### PROVIDED ENTRIES:
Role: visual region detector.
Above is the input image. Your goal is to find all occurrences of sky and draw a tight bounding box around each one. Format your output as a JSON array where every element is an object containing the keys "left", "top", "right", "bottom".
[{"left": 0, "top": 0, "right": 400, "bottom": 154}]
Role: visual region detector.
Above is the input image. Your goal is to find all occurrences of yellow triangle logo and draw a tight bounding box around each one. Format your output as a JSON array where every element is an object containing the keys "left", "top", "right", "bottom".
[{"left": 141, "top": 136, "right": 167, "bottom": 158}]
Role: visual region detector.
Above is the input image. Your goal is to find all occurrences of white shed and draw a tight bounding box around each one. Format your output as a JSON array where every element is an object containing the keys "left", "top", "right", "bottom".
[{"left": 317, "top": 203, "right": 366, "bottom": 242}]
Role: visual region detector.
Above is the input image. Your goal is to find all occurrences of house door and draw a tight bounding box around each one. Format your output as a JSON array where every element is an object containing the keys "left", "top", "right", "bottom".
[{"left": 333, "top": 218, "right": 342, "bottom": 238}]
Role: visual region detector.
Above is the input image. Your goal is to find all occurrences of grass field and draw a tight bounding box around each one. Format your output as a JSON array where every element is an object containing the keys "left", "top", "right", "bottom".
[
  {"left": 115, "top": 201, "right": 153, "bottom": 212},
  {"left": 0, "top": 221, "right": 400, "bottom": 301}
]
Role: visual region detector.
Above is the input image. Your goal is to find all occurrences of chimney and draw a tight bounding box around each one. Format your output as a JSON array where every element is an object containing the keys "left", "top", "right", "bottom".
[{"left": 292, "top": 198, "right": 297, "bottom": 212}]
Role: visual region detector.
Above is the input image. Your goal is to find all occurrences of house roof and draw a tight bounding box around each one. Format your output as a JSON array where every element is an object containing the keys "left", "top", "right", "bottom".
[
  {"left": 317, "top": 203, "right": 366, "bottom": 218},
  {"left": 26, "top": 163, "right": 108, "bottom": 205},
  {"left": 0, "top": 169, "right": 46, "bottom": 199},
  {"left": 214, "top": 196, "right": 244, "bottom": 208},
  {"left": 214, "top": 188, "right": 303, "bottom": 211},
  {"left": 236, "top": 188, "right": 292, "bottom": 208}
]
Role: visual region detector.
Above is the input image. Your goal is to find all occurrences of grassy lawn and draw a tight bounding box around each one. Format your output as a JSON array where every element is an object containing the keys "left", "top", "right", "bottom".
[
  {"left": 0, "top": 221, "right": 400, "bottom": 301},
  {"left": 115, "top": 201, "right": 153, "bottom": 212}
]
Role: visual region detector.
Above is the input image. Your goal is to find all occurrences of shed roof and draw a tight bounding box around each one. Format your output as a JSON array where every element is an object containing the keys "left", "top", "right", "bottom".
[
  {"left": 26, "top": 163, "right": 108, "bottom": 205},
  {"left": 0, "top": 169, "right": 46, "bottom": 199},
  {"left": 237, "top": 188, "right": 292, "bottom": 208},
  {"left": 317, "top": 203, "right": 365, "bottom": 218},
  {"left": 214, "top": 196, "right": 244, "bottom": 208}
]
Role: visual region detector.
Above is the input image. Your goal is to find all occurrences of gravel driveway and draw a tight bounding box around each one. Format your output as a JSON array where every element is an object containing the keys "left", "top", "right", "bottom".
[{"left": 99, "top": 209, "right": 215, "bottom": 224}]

### PROMPT:
Pull every line from the data above that contains the string "house". Case counts.

### SOLUTION BELOW:
Above is the input image. Your goal is to find all occurrences of house door and draw a tight bounding box around each one. Format your output as a JSON array where every element is an object containing the keys "left", "top", "right", "bottom".
Above is the input image. Your goal is to find all occurrences of house roof and draw a tight bounding box around each one. Format your output as a JSON array where every element is an object containing the keys "left", "top", "right", "bottom".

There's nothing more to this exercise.